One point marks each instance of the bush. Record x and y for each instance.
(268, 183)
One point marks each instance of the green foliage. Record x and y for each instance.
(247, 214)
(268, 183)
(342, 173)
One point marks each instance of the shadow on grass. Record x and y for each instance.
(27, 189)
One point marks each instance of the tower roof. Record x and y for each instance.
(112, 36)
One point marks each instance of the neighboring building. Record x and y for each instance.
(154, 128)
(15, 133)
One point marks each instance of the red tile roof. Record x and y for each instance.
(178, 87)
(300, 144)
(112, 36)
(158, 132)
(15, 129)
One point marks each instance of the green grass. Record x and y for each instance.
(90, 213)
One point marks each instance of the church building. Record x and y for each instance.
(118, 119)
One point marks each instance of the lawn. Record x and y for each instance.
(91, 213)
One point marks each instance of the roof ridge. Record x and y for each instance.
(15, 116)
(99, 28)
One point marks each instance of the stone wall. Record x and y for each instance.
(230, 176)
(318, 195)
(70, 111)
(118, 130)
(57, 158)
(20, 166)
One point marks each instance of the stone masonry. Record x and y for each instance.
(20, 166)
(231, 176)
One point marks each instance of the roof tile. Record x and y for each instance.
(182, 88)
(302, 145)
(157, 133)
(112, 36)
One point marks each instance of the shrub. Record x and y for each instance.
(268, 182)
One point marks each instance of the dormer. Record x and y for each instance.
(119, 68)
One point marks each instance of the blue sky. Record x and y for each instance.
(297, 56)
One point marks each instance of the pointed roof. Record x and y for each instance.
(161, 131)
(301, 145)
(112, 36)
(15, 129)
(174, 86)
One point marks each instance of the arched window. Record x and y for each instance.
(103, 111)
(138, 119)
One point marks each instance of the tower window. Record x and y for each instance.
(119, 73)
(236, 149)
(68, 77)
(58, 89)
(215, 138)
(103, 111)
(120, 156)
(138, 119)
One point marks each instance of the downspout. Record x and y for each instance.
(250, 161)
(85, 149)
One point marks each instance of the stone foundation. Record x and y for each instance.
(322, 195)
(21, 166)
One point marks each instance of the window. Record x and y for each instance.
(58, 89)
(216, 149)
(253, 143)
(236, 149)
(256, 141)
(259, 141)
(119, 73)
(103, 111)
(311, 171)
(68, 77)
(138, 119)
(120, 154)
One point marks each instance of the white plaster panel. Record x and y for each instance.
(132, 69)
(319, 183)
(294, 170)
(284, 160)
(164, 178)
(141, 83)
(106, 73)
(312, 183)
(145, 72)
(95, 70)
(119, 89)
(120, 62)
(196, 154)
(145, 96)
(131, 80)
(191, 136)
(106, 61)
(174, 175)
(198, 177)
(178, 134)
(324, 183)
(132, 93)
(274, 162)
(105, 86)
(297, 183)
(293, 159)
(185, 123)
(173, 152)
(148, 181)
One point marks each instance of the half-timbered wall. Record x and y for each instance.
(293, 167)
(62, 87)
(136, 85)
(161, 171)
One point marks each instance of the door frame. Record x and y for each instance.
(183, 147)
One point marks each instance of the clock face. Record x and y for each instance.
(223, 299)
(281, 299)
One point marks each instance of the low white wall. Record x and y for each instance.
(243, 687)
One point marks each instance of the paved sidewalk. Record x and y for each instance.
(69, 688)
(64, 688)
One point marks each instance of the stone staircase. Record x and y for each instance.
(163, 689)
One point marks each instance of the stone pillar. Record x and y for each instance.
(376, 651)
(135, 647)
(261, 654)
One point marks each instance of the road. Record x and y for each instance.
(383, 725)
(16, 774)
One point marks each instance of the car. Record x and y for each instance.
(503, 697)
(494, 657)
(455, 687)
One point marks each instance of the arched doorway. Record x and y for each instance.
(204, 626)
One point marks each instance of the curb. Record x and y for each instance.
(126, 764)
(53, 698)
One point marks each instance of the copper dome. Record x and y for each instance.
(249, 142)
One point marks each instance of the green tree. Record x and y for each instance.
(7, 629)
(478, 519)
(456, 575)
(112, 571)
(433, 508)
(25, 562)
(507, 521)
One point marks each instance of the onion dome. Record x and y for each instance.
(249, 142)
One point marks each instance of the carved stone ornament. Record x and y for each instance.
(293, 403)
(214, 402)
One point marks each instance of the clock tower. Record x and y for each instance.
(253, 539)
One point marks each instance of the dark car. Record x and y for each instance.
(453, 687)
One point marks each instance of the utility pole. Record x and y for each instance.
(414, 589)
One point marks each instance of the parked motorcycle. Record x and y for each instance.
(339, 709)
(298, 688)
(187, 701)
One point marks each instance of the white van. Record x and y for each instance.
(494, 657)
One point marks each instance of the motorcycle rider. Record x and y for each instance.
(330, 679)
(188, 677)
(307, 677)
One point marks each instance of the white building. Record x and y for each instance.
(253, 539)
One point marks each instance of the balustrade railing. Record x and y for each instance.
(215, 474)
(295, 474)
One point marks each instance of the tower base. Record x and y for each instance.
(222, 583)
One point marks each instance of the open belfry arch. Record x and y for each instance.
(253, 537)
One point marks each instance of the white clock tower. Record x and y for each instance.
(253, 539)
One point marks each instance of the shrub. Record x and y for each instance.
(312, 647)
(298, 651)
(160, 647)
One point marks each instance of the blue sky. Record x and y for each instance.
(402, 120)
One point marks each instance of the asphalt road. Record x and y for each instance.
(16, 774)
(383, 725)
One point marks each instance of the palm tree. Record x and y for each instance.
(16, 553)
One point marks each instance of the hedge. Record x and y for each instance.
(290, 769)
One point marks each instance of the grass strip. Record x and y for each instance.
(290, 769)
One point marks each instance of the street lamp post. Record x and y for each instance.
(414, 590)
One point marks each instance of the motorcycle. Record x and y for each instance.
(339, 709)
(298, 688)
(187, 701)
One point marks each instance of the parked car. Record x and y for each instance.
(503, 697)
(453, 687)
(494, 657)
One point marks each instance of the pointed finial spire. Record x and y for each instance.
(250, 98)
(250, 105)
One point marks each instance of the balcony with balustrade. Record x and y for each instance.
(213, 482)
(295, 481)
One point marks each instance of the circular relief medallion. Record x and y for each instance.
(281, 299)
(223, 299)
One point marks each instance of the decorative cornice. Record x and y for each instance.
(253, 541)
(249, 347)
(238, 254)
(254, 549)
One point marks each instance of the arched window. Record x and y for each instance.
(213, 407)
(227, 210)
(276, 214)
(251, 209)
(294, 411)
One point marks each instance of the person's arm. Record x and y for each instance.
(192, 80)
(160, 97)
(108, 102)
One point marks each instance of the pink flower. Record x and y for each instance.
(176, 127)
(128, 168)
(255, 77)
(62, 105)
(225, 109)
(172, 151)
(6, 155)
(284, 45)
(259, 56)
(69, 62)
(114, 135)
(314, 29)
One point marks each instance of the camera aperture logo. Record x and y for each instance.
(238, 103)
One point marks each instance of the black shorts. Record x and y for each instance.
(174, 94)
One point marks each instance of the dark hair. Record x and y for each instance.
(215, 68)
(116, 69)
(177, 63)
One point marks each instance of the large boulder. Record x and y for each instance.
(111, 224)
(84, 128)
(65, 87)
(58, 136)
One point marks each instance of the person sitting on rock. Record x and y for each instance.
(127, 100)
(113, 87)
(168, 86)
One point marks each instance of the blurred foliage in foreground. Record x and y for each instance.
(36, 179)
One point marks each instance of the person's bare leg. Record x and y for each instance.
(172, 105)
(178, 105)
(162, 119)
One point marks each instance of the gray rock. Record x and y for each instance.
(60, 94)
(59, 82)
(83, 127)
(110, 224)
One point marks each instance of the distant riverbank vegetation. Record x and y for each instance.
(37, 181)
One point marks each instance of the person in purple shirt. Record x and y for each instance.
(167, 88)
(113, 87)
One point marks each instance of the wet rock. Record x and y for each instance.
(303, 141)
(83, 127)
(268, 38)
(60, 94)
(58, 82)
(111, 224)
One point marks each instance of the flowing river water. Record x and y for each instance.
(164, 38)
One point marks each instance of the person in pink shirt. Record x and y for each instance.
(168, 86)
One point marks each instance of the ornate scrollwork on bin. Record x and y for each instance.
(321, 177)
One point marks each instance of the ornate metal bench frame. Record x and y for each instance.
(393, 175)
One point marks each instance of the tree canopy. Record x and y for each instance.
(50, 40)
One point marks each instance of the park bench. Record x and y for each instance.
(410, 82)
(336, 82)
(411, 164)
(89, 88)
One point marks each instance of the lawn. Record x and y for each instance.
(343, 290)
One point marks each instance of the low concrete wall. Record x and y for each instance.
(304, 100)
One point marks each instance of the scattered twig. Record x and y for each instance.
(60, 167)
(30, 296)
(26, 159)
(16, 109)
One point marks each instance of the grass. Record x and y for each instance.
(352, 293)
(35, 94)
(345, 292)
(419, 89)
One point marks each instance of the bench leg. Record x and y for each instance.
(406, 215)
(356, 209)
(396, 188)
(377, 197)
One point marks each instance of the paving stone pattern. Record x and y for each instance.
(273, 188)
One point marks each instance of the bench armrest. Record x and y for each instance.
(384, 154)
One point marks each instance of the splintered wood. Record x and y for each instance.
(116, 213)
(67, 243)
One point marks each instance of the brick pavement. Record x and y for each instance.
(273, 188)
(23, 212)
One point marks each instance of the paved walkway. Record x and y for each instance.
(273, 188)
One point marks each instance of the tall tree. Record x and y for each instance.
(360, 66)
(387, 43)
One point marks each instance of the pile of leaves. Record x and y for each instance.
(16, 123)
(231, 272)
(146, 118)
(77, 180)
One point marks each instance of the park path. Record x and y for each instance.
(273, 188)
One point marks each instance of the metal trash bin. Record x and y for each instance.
*****
• Exercise description
Print exactly the lines from the one with "One point marks each instance of the paving" through the end of the data, inclusive.

• Exercise answer
One point marks each instance of the paving stone pattern. Record x and y for each instance.
(273, 188)
One point marks each instance of the bench armrest. Record x and y for each instance.
(384, 154)
One point marks each instance of the splintered wood. Record x and y for each instance.
(116, 213)
(67, 243)
One point marks each instance of the brick pavement. Record x and y for each instance.
(273, 188)
(23, 212)
One point marks each instance of the paved walkway. Record x and y for each instance.
(273, 188)
One point marks each instance of the tall tree. Record x and y for each instance.
(360, 66)
(387, 43)
One point marks each instance of the pile of leaves. Record x and y for each instance.
(16, 123)
(231, 272)
(146, 118)
(77, 180)
One point marks each instance of the park path. Record x and y for each instance.
(273, 188)
One point marks each instance of the metal trash bin. Record x and y for each instance.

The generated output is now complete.